Work instruction 1 - In the article about the snowfall at SCICON, how much snow was there on the morning Rick Mitchell describes?
Work instruction 2 - Write out the passage from the SCICON snow article starting with "In all, 260" and going on through "through the area.".
Work instruction 3 - Pick up the article about the sixth graders' snowy visit to SCICON after its last sentence and carry it on.

** Opening Page excerpt block **

In all, 260 sixth graders were treated to the white winter-wonderland setting, with snow covering the ground, while capping plants, trees and boulders.
“We saw in the forecast that there would be snow flurries Tuesday evening and possibly on Wednesday so we were not totally surprised,” said Rick Mitchell, SCICON administrator. “But we didn’t expect this much. It’s beautiful. We had at least three feet of snow this morning.”
The snow did not prevent the 16 scheduled groups from hiking through the area.
“All of our trail guides, when an opportunity comes along like this, capitalize on it,” Mitchell said. “They immediately add snow lessons and also let the students play in the snow a bit. They made snowmen and threw snowballs, not at each other, but at a target — a tree or something.”
The snow was something several students said they were experiencing for the first time.
“It was beautiful and a total surprise to me,” said Sara Lopez, a sixth grader from John F. Kennedy Elementary in Dinuba. “I was also shocked because the snow was really high. I had never seen snow this close before.”

** Closing Page excerpt block **
** Opening Data segment block **

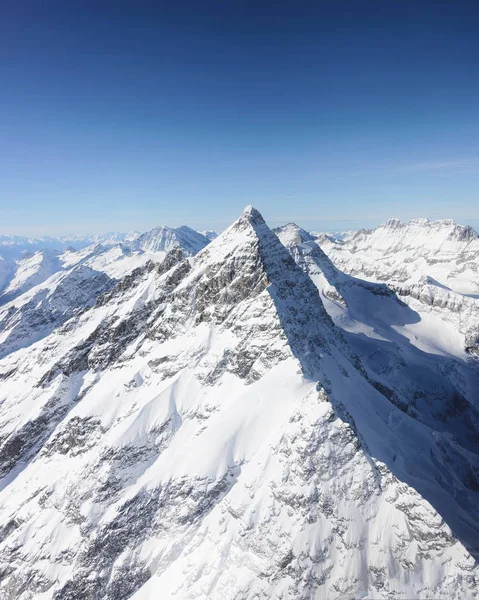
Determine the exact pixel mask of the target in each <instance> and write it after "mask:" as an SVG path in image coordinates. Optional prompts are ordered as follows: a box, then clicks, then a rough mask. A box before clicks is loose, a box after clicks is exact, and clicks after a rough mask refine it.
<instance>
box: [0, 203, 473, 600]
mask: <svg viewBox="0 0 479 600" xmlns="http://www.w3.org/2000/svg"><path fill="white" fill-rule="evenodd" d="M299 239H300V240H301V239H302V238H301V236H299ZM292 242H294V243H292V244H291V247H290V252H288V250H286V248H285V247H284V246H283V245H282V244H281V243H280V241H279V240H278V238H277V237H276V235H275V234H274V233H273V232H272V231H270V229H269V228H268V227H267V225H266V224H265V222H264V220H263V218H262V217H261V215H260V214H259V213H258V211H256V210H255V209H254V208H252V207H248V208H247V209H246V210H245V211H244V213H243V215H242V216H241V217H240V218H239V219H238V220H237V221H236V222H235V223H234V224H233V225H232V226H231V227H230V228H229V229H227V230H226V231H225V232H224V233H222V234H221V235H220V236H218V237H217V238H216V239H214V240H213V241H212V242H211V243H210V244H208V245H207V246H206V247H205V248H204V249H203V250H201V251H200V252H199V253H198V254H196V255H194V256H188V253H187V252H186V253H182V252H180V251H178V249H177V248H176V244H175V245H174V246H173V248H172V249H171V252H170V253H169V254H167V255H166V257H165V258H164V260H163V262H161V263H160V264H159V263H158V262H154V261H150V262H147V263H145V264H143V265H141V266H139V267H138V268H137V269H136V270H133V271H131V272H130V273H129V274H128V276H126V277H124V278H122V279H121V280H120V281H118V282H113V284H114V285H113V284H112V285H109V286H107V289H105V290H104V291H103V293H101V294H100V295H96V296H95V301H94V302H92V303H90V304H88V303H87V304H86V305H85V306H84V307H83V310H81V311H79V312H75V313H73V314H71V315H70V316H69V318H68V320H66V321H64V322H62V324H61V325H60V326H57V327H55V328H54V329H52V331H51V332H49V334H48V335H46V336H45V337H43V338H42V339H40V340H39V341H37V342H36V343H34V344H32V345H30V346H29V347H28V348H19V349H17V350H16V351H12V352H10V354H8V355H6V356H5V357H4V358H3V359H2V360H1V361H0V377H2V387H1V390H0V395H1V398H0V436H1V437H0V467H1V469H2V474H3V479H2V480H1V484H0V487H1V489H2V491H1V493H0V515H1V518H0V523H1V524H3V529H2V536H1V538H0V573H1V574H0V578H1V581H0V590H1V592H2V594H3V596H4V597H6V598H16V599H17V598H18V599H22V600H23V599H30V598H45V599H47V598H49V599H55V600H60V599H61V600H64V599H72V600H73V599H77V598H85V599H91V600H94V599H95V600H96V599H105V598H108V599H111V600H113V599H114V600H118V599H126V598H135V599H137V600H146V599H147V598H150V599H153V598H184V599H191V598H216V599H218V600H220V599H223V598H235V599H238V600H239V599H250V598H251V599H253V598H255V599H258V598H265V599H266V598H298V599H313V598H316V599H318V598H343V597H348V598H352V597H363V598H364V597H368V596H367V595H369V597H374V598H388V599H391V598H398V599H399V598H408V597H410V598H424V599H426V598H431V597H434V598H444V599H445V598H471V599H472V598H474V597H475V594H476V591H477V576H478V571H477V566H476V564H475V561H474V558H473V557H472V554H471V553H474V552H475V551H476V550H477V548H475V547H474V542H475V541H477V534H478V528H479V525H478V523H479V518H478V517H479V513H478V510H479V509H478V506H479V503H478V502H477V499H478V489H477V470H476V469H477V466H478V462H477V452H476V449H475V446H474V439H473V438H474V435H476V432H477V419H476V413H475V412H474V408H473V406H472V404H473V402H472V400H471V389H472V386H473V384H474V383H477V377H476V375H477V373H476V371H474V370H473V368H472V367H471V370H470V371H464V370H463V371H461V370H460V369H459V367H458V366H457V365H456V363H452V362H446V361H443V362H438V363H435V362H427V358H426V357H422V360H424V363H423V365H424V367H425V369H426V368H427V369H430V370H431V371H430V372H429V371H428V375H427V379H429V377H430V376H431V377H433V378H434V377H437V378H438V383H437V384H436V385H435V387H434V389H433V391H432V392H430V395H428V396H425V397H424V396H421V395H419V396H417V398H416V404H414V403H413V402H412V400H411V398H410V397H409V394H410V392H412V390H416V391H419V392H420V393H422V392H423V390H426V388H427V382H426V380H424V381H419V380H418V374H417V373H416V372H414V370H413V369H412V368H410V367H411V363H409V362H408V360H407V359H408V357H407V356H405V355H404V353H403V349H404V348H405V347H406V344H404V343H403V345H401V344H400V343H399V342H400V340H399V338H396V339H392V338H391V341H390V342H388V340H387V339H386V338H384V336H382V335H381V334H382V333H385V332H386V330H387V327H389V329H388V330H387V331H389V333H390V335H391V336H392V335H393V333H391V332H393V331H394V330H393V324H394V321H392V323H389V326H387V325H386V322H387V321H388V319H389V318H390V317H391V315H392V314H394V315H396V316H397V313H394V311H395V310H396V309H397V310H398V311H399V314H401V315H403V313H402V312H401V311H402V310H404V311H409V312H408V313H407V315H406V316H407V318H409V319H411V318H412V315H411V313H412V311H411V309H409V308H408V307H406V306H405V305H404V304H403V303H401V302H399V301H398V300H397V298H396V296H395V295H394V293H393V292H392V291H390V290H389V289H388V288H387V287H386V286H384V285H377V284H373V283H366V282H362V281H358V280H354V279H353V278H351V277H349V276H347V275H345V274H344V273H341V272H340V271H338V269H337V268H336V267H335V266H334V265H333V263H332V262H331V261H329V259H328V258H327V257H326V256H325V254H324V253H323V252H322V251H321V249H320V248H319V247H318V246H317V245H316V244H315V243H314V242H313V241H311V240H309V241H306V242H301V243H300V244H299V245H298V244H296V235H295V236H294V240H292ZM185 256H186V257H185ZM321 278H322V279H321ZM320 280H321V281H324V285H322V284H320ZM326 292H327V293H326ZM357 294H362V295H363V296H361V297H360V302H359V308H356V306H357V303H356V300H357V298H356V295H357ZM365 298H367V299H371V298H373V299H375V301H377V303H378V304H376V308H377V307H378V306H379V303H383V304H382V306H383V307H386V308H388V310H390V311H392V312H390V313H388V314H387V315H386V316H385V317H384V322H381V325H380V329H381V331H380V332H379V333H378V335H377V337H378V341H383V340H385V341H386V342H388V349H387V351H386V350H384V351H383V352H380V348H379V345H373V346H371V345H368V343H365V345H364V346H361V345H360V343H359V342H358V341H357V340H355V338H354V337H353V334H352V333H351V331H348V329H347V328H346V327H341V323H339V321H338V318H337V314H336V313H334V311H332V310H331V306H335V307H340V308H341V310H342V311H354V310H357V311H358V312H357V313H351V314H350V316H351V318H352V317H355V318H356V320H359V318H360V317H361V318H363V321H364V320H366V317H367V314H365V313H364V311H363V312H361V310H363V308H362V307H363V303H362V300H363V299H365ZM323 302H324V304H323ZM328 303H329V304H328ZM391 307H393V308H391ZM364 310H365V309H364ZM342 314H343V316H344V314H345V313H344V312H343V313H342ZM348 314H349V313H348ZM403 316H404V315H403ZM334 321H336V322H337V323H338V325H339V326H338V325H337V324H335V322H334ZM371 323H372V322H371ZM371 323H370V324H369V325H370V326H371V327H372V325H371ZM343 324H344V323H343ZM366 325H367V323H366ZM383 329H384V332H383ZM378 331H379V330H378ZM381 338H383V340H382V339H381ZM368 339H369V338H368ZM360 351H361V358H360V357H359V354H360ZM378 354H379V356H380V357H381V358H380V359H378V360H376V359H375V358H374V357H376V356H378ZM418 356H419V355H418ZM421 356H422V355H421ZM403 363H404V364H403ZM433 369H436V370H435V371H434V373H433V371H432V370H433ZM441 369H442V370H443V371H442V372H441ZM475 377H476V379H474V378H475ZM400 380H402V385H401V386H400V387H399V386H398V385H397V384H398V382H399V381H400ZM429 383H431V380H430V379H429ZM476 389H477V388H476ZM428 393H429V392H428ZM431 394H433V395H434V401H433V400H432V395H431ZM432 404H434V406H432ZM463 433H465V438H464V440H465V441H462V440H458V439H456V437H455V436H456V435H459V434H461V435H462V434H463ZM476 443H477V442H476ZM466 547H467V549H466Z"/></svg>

** Closing Data segment block **

Answer space 1 - At least three feet of snow.

Answer space 2 -
In all, 260 sixth graders were treated to the white winter-wonderland setting, with snow covering the ground, while capping plants, trees and boulders.
“We saw in the forecast that there would be snow flurries Tuesday evening and possibly on Wednesday so we were not totally surprised,” said Rick Mitchell, SCICON administrator. “But we didn’t expect this much. It’s beautiful. We had at least three feet of snow this morning.”
The snow did not prevent the 16 scheduled groups from hiking through the area.

Answer space 3 -
The sentiment was one expressed by several sixth graders.
“Me too. This was my first time in the snow,” said Jamilex De Dios, also a sixth grader at JFK Elementary. “But I was worried because it was going to be cold.”
Lopez said she built the first snowman of her life.
“It was small but it was fun. I named him Bob,” Lopez said. “The teacher let us throw snowballs and I made a snow angel.”
SCICON is visited by 15,000 fifth- and sixth-grade students each year for a one-day or week-long experience in outdoor education, natural science and conservation. While there, they visit SCICON’s natural history museum, raptor center, planetarium and observatory, and a tree nursery. They also attend daily classes with their instructors.